Poursuivez le texte ci-dessous sur le « piège de l'assouplissement quantitatif » après sa dernière phrase.

- _TEXTE DE LECTURE_:
===
Pas pour Richard Koo du Nomura Research Institute. Pour cet économiste, la véritable raison de la volatilité des marchés financiers depuis quelques temps est plus liée au « piège de l’assouplissement quantitatif » ou « QE Trap ».

L’économiste connu internationalement pour avoir développé une analyse très fine de la crise financière de 2008 qu’il a qualifiée de « récession par le bilan » entend la situation où les banques centrales sont prises au piège des marchés financiers.

La décision jeudi soir de la Fed de ne pas relever ses taux directeurs, en raison notamment d’une faible inflation et de l’instabilité des marchés financiers, est sans aucun doute une illustration de ce phénomène.

Les marchés sont effet pris de panique dès que les banques centrales évoquent leur projet de réduire le montant des liquidités qu’elles ont massivement injectées dans le système financier, lesquelles ne se sont finalement presque pas transmises à l’économie réelle.

Sphère financière et économie réelle

Dans une note datée du 15 septembre, Koo explique : « je pense que la cause réelle des turbulences récentes est liée à la décision de la Fed de mettre un terme au quantitative easing. »

Pour l’économiste, le « QE » avait vocation à provoquer un effet de richesse (augmentation du patrimoine financier des agents économiques) sensé se transmettre à l’économie réelle à travers une reprise du cycle du crédit et de l’inflation.

Or comme l’illustre le graphique ci-après, si les injections de liquidités ont bien provoqué un gonflement du prix des actifs financiers, ce dernier ne s’est pas transmis à l’économie réelle. « Les entreprises et les ménages ont préféré réduire leur endettement plutôt que maximiser leur profit, privilégiant l’assainissement de leur bilan qui s’était fortement détérioré après la correction des marché », explique l’économiste.
===
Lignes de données

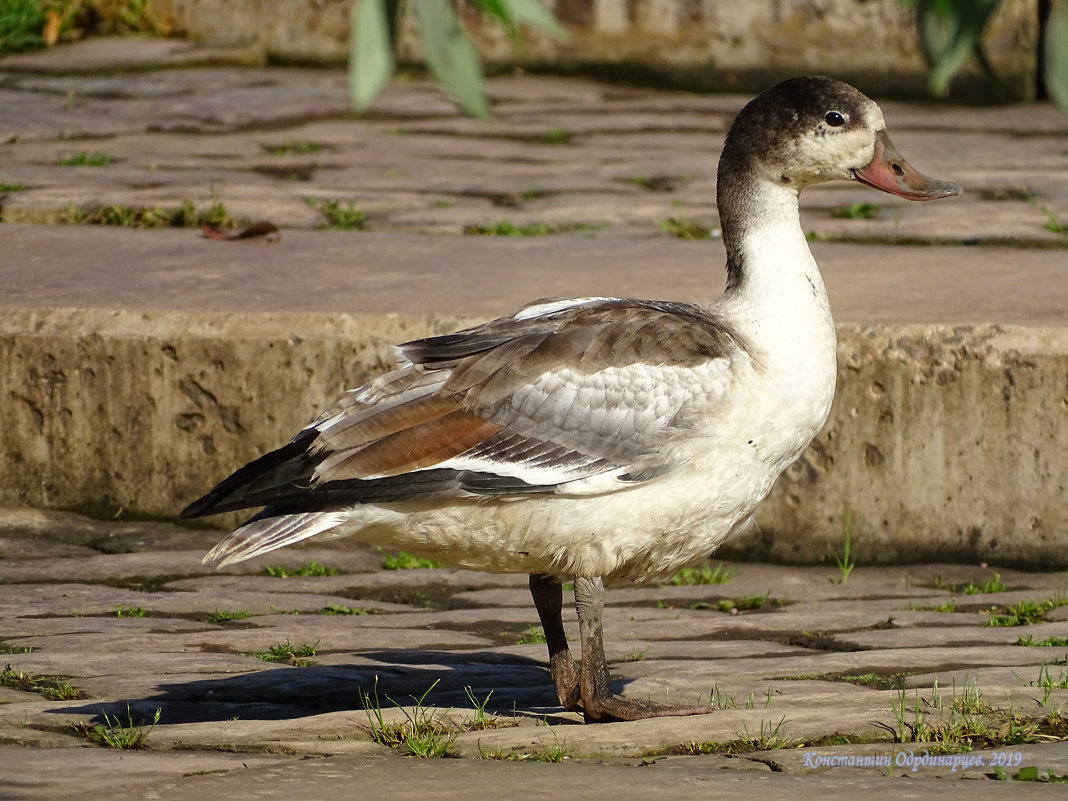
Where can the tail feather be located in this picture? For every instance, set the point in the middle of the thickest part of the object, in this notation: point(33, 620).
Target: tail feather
point(269, 530)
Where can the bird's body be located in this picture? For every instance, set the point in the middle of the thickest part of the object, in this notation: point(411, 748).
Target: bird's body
point(598, 439)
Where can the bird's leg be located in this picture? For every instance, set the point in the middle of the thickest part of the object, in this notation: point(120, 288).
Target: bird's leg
point(598, 702)
point(549, 600)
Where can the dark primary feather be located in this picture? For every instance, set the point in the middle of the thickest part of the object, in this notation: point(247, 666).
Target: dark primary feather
point(469, 395)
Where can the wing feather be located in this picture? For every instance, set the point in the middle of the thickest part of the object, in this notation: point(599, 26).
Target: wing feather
point(524, 404)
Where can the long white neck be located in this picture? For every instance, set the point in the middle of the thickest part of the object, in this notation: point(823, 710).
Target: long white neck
point(774, 293)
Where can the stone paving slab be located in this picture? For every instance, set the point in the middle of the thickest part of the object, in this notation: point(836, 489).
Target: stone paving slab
point(819, 659)
point(781, 669)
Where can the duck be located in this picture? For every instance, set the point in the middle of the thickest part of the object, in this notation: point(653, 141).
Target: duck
point(598, 440)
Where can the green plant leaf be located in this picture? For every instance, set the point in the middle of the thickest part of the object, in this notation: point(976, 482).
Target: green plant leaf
point(1055, 60)
point(949, 32)
point(371, 62)
point(533, 14)
point(451, 56)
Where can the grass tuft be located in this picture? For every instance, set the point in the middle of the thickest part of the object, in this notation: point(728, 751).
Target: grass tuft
point(224, 615)
point(405, 561)
point(1024, 613)
point(341, 609)
point(115, 734)
point(49, 687)
point(298, 656)
point(292, 148)
point(533, 635)
point(506, 228)
point(87, 159)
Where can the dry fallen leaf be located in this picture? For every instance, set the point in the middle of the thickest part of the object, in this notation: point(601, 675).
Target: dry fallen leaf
point(264, 229)
point(51, 31)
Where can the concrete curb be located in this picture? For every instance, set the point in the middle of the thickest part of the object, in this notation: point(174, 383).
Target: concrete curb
point(944, 441)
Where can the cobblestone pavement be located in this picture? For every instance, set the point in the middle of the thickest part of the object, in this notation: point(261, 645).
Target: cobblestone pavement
point(825, 688)
point(810, 675)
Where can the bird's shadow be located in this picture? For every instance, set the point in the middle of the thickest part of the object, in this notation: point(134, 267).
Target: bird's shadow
point(503, 685)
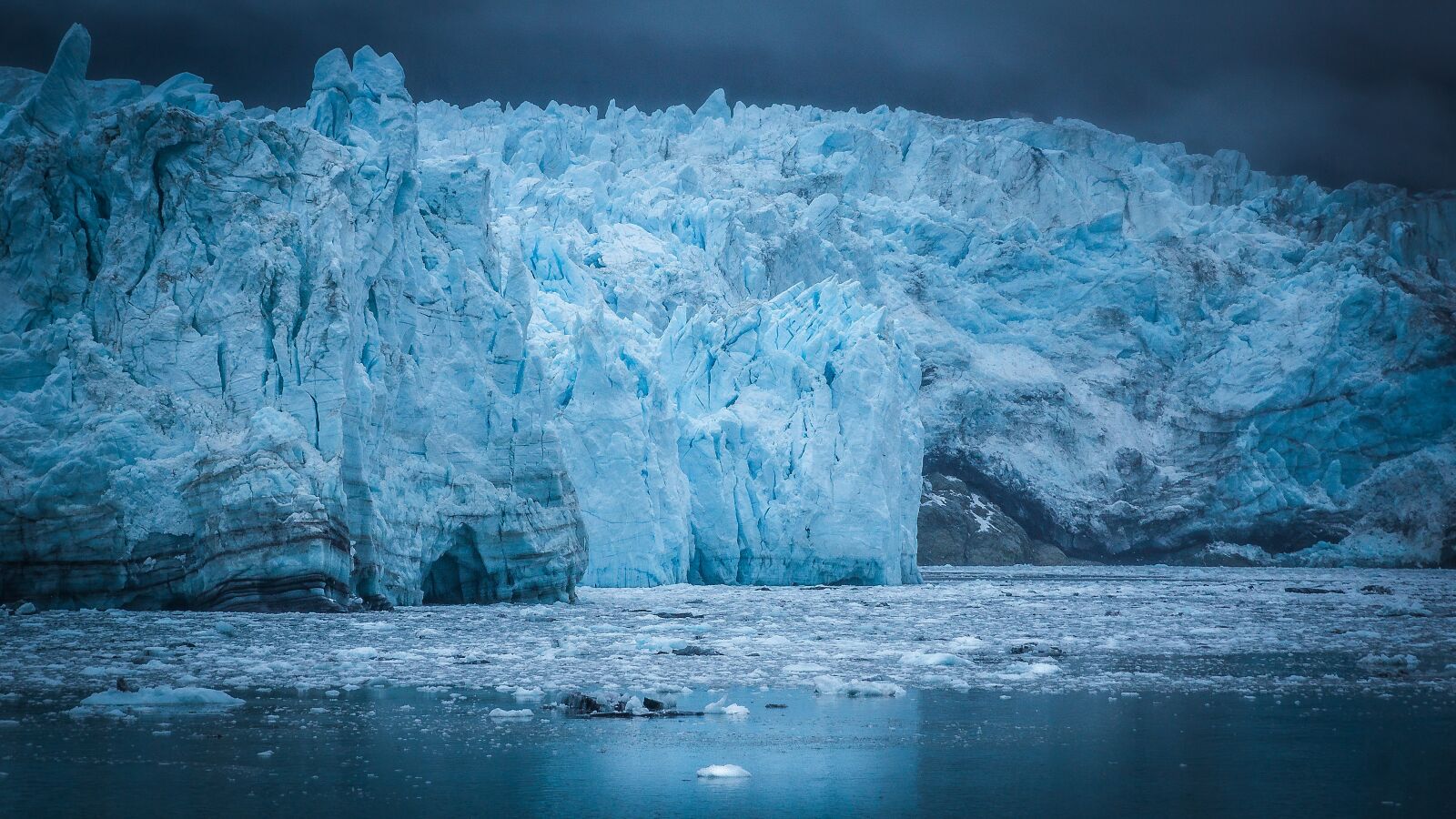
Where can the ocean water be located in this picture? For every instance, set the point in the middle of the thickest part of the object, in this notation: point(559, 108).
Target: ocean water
point(392, 751)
===
- _RÉPONSE_:
Source: Nomura

Faible inflation

« Ni le crédit privé ni l’offre de monnaie n’ont manifesté de croissance significative malgré les injections massives de liquidités par les banques centrales du Japon, des Etats-Unis et du Royaume-Uni », explique-t-il.

L’absence de transmission de ces liquidités à l’économie réelle explique pourquoi le taux d’inflation est si bas, tant aux Etats-Unis (0,2%) qu’en zone euro ou au Japon, et ce malgré des situations parfois tendues sur le marché du travail.

Cela s’illustre aussi aux Etats-Unis par la chute de la vitesse de la circulation de la monnaie: lorsque l’activité économique se développe, les transactions monétaires (crédit) entre agents économiques augmentent entraînant une plus grande vélocité de la monnaie – ce que l’on a observé pendant la phase d’expansion précédant la crise financière de 2008.

Tant que la distribution de crédit ne repartira pas, la situation inconfortable actuelle se perpétuera avertit Koo. « Si la Fed peut utiliser cette situation pour commencer à retirer des liquidités du système, l’augmentation des rendements obligataires devrait être limitée et l’économie pourrait être en mesure de sortir de la trappe sans une correction trop importante du prix des actifs », observe-t-il.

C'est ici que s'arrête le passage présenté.